Texte ▸
╭──

Incroyable: Le Mali en avance sur le Sénégal : Plus de quinze ans de retard à rattraper

Médecins, professeurs, travailleurs d’Ong s’accordent tous à dire que la médecine rurale se porte mal au Sénégal, avec une efficacité limitée. La cause principale en est la pénurie de médecins généralistes de première ligne.

Dominique Desplats, médecin de campagne français et chargé de projet pour l’Ong Santé Sud, constate : «D’après l’Oms, il faudrait un médecin pour 10 mille habitants. Si on divise la population du Sénégal par le nombre de médecins, cela fait 1 médecin pour 19 mille habitants. C’est trop peu, et pourtant ça ne reflète pas la réalité qui est encore plus grave, car il y a une concentration de médecins à Dakar.

Dans les départements, il y a un médecin pour 25 mille, pour 50 mille, parfois même pour 100 mille habitants.» «Alors ce sont les infirmiers qui font les médecins alors qu’ils ne sont pas formés pour ça, les personnels d’entretiens qui font les infirmiers et assurent les activités paramédicales, et l’entretien, personne ne le fait, l’hygiène laisse à désirer. Il faut remettre chacun à sa place en amenant des généralistes», poursuit-il.

╰──

Exercices proposés ▸
a - Imprimez le passage du texte sur la médecine rurale au Sénégal compris entre « Médecins, professeurs, travailleurs » et « médecins à Dakar. », bornes incluses.
b - Poursuivez la rédaction du texte sur la médecine rurale au Sénégal à la suite de sa dernière phrase.

[Entrées de données enregistrées]
╭──

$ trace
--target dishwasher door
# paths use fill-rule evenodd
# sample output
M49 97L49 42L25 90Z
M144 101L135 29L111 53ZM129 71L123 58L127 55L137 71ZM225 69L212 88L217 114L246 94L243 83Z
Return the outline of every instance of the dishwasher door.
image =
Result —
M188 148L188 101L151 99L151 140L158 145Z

╰──

Corrigé des activités ▸
a -
Médecins, professeurs, travailleurs d’Ong s’accordent tous à dire que la médecine rurale se porte mal au Sénégal, avec une efficacité limitée. La cause principale en est la pénurie de médecins généralistes de première ligne.

Dominique Desplats, médecin de campagne français et chargé de projet pour l’Ong Santé Sud, constate : «D’après l’Oms, il faudrait un médecin pour 10 mille habitants. Si on divise la population du Sénégal par le nombre de médecins, cela fait 1 médecin pour 19 mille habitants. C’est trop peu, et pourtant ça ne reflète pas la réalité qui est encore plus grave, car il y a une concentration de médecins à Dakar.

b -
Sous la présidence du professeur Abdou Salam Sall, recteur de l’Ucad, des enseignants, des étudiants, des autorités administratives et politiques étaient rassemblés mercredi dernier à l’université, afin de réfléchir aux moyens de résoudre ce problème, et tenter de convaincre les futurs diplômés d’embrasser la carrière de médecins de proximité. Cet effort a été fait au Mali il y a presque vingt ans, et il a été couronné de succès. Pourtant, ce n’était pas gagné d’avance. Le Dr Seydou Coulibaly, un des pionniers du projet, régale les étudiants amusés d’anecdotes sur ses débuts, lorsque les populations imprégnées du stéréotype du «médecin pour la brousse et de l’infirmier pour les villages», ne comprenaient pas comment un docteur pouvait avoir l’idée saugrenue de s’installer en brousse, et le suspectaient donc de n’être pas un vrai médecin ou d’avoir quelque chose à se reprocher, ce qui aurait entraîné sa fuite de Bamako !

«Mais aujourd’hui, explique-t-il, c’est différent, car maintenant l’association malienne des médecins de campagne compte 112 inscrits, dont 98 œuvrent effectivement en brousse.» Le professeur Lamine Guèye confirme qu’«il y a eu une évolution des mentalités. Maintenant, chaque communauté rurale malienne demande son médecin. Il faut voir la même évolution se produire au Sénégal».

L’obstacle qui aurait pu faire échouer le projet est la pauvreté chronique des familles rurales. Mais les médecins de campagne maliens disent ne pas avoir rencontré trop de problèmes à ce sujet, car les communautés se sont organisées et ont créé des mutuelles, afin que chaque malade puisse être soigné. Bien sûr, encore plus que dans les grandes villes, le médecin est tenu de pratiquer les meilleurs tarifs et de veiller à ce que les ordonnances restent raisonnables. Cela est rigoureusement indiqué dans la charte des médecins de campagne, qui régie leurs obligations.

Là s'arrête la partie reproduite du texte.